__Study material__
○ ○ ○

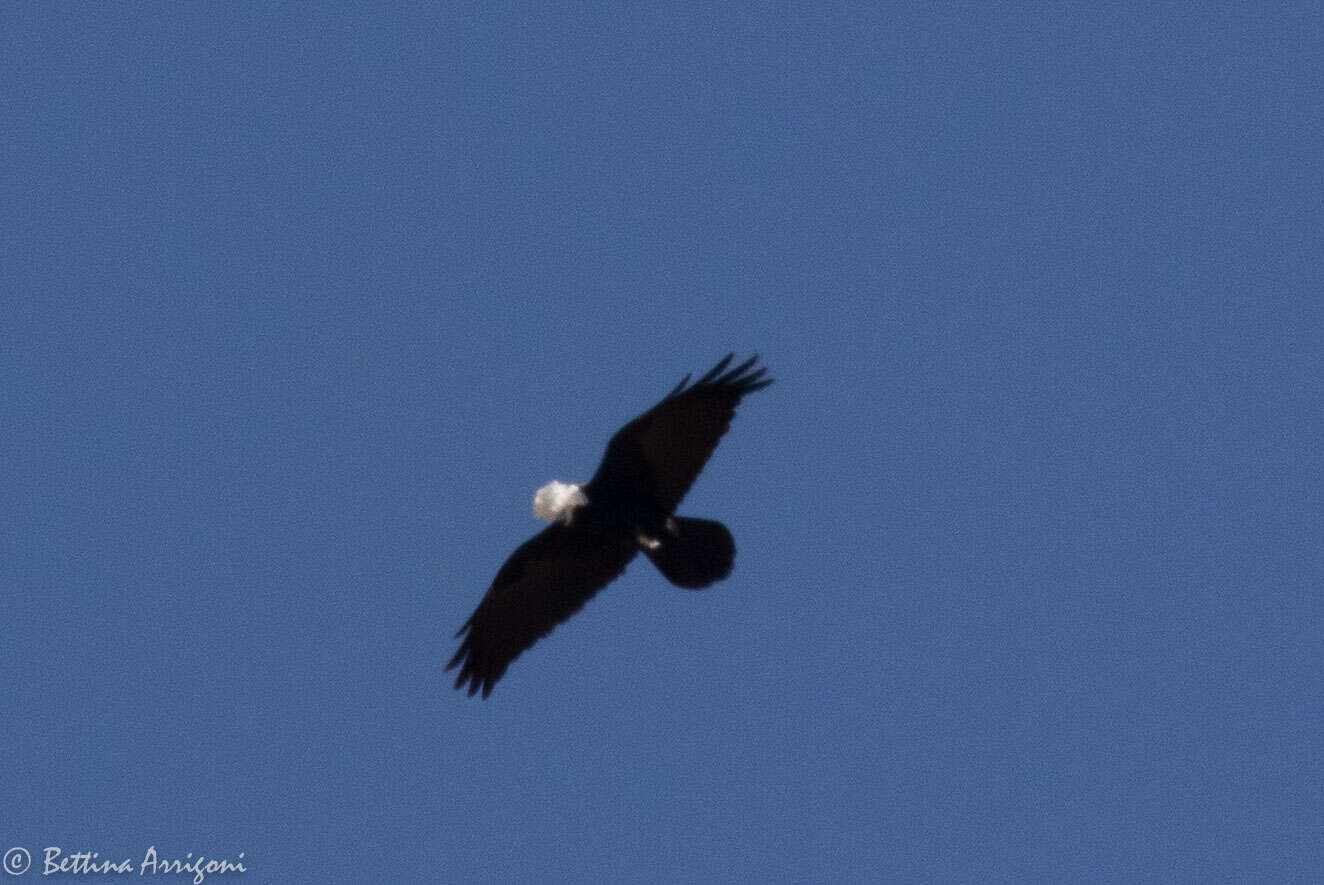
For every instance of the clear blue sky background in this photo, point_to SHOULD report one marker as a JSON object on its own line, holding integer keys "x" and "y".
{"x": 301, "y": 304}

○ ○ ○

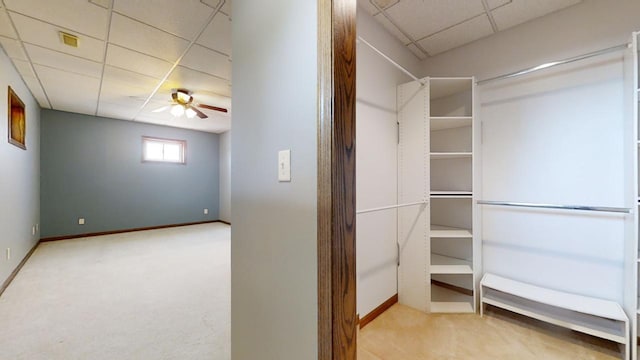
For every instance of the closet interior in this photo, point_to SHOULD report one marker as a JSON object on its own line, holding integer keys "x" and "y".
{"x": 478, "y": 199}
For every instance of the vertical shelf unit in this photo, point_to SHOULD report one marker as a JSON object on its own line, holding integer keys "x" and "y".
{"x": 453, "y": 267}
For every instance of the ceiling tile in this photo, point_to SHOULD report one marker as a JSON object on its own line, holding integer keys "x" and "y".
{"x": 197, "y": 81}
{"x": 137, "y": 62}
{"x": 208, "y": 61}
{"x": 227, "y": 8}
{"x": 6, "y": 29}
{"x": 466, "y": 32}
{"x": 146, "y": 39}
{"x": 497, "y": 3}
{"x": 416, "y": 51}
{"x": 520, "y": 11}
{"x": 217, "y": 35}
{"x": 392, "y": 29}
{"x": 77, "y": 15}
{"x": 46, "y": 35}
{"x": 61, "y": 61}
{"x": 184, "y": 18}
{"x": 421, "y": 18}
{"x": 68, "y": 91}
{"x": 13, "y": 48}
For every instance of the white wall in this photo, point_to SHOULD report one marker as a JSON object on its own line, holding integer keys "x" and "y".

○ ○ ○

__What you should do__
Taking the listing above as the source, transcribe only the lines starting at the line with "For every instance of the ceiling" and going through the line with "For every instance of the white", unaltered and with both ends included.

__Written response__
For every instance of the ceiling tile in this photo, point_to SHOULD report one marker as a JSON object on its own line, holding integer keys "x" and "y".
{"x": 197, "y": 81}
{"x": 137, "y": 62}
{"x": 208, "y": 61}
{"x": 227, "y": 8}
{"x": 6, "y": 29}
{"x": 466, "y": 32}
{"x": 146, "y": 39}
{"x": 497, "y": 3}
{"x": 416, "y": 51}
{"x": 520, "y": 11}
{"x": 217, "y": 35}
{"x": 392, "y": 29}
{"x": 77, "y": 15}
{"x": 46, "y": 35}
{"x": 61, "y": 61}
{"x": 184, "y": 18}
{"x": 421, "y": 18}
{"x": 68, "y": 91}
{"x": 13, "y": 48}
For every instance of the white wall in this photo, point_to SHOULD report one marker as a JSON object on its own line, holding integer keys "x" and "y".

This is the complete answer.